## Work to be completed
In your answer, copy every entry that follows exactly.

(Source records)
/---

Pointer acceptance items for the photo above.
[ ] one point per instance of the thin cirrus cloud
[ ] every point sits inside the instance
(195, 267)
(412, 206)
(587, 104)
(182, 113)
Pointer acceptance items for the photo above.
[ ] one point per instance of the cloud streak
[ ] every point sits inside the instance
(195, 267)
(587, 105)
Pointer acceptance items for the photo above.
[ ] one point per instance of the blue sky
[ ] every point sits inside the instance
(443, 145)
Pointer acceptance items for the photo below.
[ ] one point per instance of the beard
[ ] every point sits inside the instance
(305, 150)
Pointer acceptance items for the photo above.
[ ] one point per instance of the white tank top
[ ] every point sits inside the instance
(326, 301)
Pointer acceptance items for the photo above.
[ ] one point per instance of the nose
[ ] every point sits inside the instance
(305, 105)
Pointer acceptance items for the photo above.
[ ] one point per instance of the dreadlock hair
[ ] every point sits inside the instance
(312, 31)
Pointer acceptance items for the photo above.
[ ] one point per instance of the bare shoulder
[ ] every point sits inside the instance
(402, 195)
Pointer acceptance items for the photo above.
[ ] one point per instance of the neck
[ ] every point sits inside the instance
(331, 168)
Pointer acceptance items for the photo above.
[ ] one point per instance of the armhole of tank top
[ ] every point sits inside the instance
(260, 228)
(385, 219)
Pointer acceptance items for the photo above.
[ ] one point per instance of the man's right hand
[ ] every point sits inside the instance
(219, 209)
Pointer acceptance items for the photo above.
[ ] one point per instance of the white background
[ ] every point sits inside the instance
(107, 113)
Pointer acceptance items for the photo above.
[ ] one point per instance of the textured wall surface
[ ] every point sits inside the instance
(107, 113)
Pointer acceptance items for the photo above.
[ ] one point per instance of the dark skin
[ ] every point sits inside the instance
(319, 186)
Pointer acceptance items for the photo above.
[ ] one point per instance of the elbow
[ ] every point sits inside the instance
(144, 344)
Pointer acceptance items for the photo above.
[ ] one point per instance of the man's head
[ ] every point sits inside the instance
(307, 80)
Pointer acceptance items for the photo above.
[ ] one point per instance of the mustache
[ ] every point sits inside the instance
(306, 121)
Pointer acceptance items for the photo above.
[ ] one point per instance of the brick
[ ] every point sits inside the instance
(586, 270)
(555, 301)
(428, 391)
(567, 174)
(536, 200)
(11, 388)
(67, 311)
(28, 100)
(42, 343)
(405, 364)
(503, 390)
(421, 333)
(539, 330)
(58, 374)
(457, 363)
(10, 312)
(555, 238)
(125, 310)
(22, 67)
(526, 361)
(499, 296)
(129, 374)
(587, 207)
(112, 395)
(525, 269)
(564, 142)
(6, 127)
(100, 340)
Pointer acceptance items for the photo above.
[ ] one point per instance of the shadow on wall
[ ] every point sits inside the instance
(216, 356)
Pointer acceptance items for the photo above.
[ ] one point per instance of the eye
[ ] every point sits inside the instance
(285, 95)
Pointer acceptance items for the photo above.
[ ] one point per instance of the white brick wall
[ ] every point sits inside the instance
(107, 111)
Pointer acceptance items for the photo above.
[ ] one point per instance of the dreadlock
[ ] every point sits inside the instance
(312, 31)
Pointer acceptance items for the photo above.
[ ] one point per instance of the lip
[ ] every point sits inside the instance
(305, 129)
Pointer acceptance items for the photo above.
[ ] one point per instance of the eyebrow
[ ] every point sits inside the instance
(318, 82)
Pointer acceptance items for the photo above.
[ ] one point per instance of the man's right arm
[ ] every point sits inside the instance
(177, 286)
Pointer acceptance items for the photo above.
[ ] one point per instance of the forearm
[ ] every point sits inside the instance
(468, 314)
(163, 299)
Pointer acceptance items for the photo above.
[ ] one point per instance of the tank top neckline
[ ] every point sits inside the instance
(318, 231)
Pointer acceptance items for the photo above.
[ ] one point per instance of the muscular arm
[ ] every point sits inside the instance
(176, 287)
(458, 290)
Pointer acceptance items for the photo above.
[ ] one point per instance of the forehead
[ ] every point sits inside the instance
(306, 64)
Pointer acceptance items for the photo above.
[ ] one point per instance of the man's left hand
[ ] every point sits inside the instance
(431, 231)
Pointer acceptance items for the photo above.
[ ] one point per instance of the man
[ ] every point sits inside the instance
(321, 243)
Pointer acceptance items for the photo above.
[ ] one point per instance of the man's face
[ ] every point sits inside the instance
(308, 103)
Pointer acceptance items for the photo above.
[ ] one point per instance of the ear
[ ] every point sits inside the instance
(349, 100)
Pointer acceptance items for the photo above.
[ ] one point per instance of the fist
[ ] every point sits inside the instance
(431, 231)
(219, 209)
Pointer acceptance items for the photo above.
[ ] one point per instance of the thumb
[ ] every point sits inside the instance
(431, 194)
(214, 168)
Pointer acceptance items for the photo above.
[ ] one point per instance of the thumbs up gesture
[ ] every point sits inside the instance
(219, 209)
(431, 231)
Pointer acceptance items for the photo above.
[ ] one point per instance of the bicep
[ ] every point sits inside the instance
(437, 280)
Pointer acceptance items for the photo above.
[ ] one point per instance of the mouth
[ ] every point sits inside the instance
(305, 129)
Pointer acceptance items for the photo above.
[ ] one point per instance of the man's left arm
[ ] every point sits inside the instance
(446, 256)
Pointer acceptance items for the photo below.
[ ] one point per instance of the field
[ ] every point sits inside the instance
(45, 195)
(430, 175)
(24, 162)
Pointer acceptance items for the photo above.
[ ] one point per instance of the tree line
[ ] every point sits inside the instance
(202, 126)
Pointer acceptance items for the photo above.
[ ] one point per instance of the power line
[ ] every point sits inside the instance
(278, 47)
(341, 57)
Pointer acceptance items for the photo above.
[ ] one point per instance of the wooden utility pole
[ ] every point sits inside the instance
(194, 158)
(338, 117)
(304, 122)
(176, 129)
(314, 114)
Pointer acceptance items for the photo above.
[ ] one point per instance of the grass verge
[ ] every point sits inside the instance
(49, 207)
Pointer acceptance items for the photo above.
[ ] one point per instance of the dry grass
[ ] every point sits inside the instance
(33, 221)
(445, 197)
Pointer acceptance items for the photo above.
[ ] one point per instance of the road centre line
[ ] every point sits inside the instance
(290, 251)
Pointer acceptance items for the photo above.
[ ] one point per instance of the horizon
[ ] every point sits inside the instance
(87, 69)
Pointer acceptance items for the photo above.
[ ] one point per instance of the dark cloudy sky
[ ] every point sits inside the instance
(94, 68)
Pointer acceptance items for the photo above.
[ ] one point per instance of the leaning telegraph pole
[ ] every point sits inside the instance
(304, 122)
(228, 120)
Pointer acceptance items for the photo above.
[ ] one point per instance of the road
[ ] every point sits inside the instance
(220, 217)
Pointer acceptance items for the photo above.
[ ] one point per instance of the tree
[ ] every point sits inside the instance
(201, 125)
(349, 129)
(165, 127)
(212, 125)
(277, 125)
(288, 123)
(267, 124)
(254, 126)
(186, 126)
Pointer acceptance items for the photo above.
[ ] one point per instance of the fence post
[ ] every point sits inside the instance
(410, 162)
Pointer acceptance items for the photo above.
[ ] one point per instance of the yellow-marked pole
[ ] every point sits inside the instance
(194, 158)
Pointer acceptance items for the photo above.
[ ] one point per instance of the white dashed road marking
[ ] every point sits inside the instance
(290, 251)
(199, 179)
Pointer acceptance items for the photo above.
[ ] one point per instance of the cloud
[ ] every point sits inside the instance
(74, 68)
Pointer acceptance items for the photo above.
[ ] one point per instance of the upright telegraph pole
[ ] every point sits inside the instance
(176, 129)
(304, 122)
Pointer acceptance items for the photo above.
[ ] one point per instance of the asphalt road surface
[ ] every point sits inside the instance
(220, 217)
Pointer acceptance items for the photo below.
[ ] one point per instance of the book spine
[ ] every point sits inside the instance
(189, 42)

\---

## Result of this task
Pointer acceptance items for the photo above.
[ ] one point per instance of the thin cirrus cloud
[ ] every point sits inside the instance
(195, 267)
(412, 206)
(587, 104)
(182, 113)
Pointer acceptance items for the photo above.
[ ] one point per instance of the cloud streak
[ ] every point sits inside the instance
(195, 267)
(587, 105)
Pointer acceptance items for the photo above.
[ ] one point per instance of the blue sky
[ ] every point sits inside the instance
(443, 145)
Pointer acceptance items for the photo below.
[ ] one point per instance of the beard
[ ] every point sits inside the instance
(305, 150)
Pointer acceptance items for the photo above.
[ ] one point per instance of the white tank top
[ ] every point sits inside the instance
(326, 301)
Pointer acceptance items for the photo above.
[ ] one point per instance of the nose
[ ] every point sits inside the instance
(305, 105)
Pointer acceptance items for the photo above.
[ ] one point per instance of the dreadlock hair
[ ] every point sits inside the instance
(312, 31)
Pointer acceptance items for the photo above.
[ ] one point per instance of the bare shoulder
[ ] every point sits inside the instance
(402, 195)
Pointer acceptance items for the photo above.
[ ] one point per instance of the neck
[ ] every point sits inside the instance
(331, 168)
Pointer acceptance items for the photo above.
[ ] one point per instance of the armhole of tank top
[ ] every point sits inside the instance
(260, 228)
(385, 219)
Pointer acceptance items for the photo above.
[ ] one point per instance of the man's right hand
[ ] every point sits inside the instance
(219, 209)
Pointer acceptance items for the photo above.
[ ] one point per instance of the white background
[ ] every point sits inside the instance
(107, 113)
Pointer acceptance items for the photo above.
[ ] one point per instance of the textured wall surface
[ ] every point sits inside the instance
(107, 113)
Pointer acceptance items for the photo above.
[ ] one point per instance of the dark skin
[ ] every point sits inside the instance
(319, 186)
Pointer acceptance items for the photo above.
[ ] one point per instance of the elbow
[ ] every point sits inside the instance
(144, 344)
Pointer acceptance items for the photo above.
[ ] one point per instance of the man's head
[ ] every point sits inside the instance
(307, 80)
Pointer acceptance items for the photo above.
[ ] one point per instance of the mustache
[ ] every point sits inside the instance
(306, 121)
Pointer acceptance items for the photo above.
[ ] one point per instance of the brick
[ ] every point sits inside the instance
(586, 270)
(555, 301)
(428, 391)
(567, 174)
(536, 200)
(11, 388)
(67, 311)
(28, 100)
(42, 343)
(405, 364)
(503, 390)
(421, 333)
(539, 330)
(58, 374)
(457, 363)
(10, 312)
(555, 238)
(125, 310)
(22, 67)
(526, 361)
(499, 296)
(129, 374)
(587, 207)
(112, 395)
(525, 269)
(564, 142)
(6, 127)
(100, 340)
Pointer acceptance items for the photo above.
[ ] one point per instance of the shadow on wall
[ ] every point sits inside the instance
(216, 356)
Pointer acceptance items for the photo above.
[ ] one point per instance of the eye
[ ] every point sits inside the instance
(285, 95)
Pointer acceptance items for the photo above.
[ ] one point per instance of the white brick wall
[ ] every point sits inside the instance
(107, 111)
Pointer acceptance items for the photo above.
[ ] one point per instance of the dreadlock
[ ] every point sits inside the instance
(312, 31)
Pointer acceptance items for the photo above.
[ ] one point per instance of the lip
[ ] every point sits inside the instance
(305, 129)
Pointer acceptance items for the photo above.
[ ] one point per instance of the eyebrow
[ ] every point sits inside the instance
(318, 82)
Pointer acceptance items for the photo above.
[ ] one point per instance of the man's right arm
[ ] every point sits inside the instance
(177, 286)
Pointer acceptance items for the photo above.
[ ] one point per instance of the forearm
[ ] every point sits inside the instance
(468, 314)
(163, 299)
Pointer acceptance items for the photo above.
[ ] one point per instance of the tank top neckline
[ ] every point sits inside the instance
(318, 231)
Pointer acceptance items for the photo above.
[ ] one point per instance of the muscular arm
[ ] every point sits inside the instance
(176, 287)
(458, 290)
Pointer acceptance items for the photo above.
[ ] one point per instance of the forehead
[ ] every point sits inside the instance
(306, 64)
Pointer acceptance items for the photo above.
[ ] one point per instance of the man's left hand
[ ] every point sits inside the instance
(431, 231)
Pointer acceptance items for the photo above.
[ ] one point per instance of the man
[ ] every point sits inside the instance
(321, 243)
Pointer acceptance items for the photo above.
[ ] one point per instance of the man's face
[ ] every point sits inside the instance
(308, 103)
Pointer acceptance items for the photo above.
[ ] one point per instance of the ear
[ ] every point sits inside the instance
(349, 100)
Pointer acceptance items for the photo above.
[ ] one point per instance of the fist
[ ] every point sits inside the instance
(431, 231)
(219, 209)
Pointer acceptance items for the photo above.
[ ] one point per instance of the thumb
[ ] every point sits inside the instance
(431, 194)
(214, 168)
Pointer acceptance items for the photo above.
[ ] one point per instance of the thumbs up gesture
[ ] every point sits inside the instance
(219, 209)
(431, 231)
Pointer acceptance items for the photo above.
[ ] one point per instance of the bicep
[ ] every point sits inside the instance
(437, 280)
Pointer acceptance items for the photo above.
[ ] one point per instance of the mouth
[ ] every point sits inside the instance
(305, 129)
Pointer acceptance items for the photo above.
[ ] one point per instance of the man's left arm
[ ] every point sits inside the instance
(446, 256)
Pointer acceptance items for the photo below.
[ ] one point per instance of the field
[ ] every point sits inside the instance
(45, 195)
(430, 175)
(24, 162)
Pointer acceptance items for the photo above.
[ ] one point per instance of the tree line
[ ] every point sits inside the instance
(202, 126)
Pointer acceptance items for the photo above.
[ ] one point per instance of the power line
[ ] every point sits inside the instance
(278, 47)
(341, 57)
Pointer acceptance items for the photo above.
[ ] one point per instance of the wooden utility pole
[ ] every point sits inside the instance
(194, 158)
(338, 117)
(304, 122)
(176, 129)
(314, 114)
Pointer acceptance items for the photo above.
[ ] one point per instance of the grass verge
[ ] every point sits inside the instance
(49, 207)
Pointer acceptance items for the photo above.
[ ] one point per instance of the dry grass
[ ] every point sits inside the instance
(33, 221)
(445, 197)
Pointer acceptance items for the photo above.
[ ] one point per instance of the road centre line
[ ] every point sits inside the instance
(290, 251)
Pointer acceptance items for the photo above.
[ ] one point per instance of the horizon
[ ] every point sits inside the instance
(87, 69)
Pointer acceptance items for the photo above.
[ ] one point per instance of the dark cloudy sky
[ ] every point sits inside the instance
(94, 68)
Pointer acceptance items for the photo above.
[ ] one point per instance of the leaning telegraph pole
[ ] every point sits inside the instance
(304, 122)
(228, 120)
Pointer acceptance items for the photo above.
[ ] one point per instance of the road
[ ] every point sits inside the instance
(220, 217)
Pointer acceptance items for the photo above.
[ ] one point per instance of the tree
[ ] every point sits inside the instance
(201, 125)
(349, 129)
(165, 127)
(212, 125)
(277, 125)
(288, 123)
(267, 124)
(254, 126)
(186, 126)
Pointer acceptance items for the photo above.
[ ] one point per instance of the fence post
[ ] every point sits inside the instance
(410, 162)
Pointer acceptance items for the photo above.
[ ] one point per instance of the yellow-marked pole
[ ] every point sits inside the instance
(194, 158)
Pointer acceptance items for the photo above.
[ ] one point per instance of the white dashed road marking
[ ] every point sits inside the instance
(290, 251)
(199, 179)
Pointer acceptance items for the photo above.
[ ] one point per instance of the cloud
[ ] every point sits inside the instance
(74, 68)
Pointer acceptance items for the photo above.
[ ] one point per instance of the upright telegraph pole
[ ] every point sits inside the instance
(176, 129)
(304, 122)
Pointer acceptance items for the photo above.
[ ] one point per instance of the asphalt road surface
[ ] every point sits inside the instance
(220, 217)
Pointer acceptance items for the photo below.
[ ] one point per instance of the book spine
[ ] every point sits inside the instance
(189, 42)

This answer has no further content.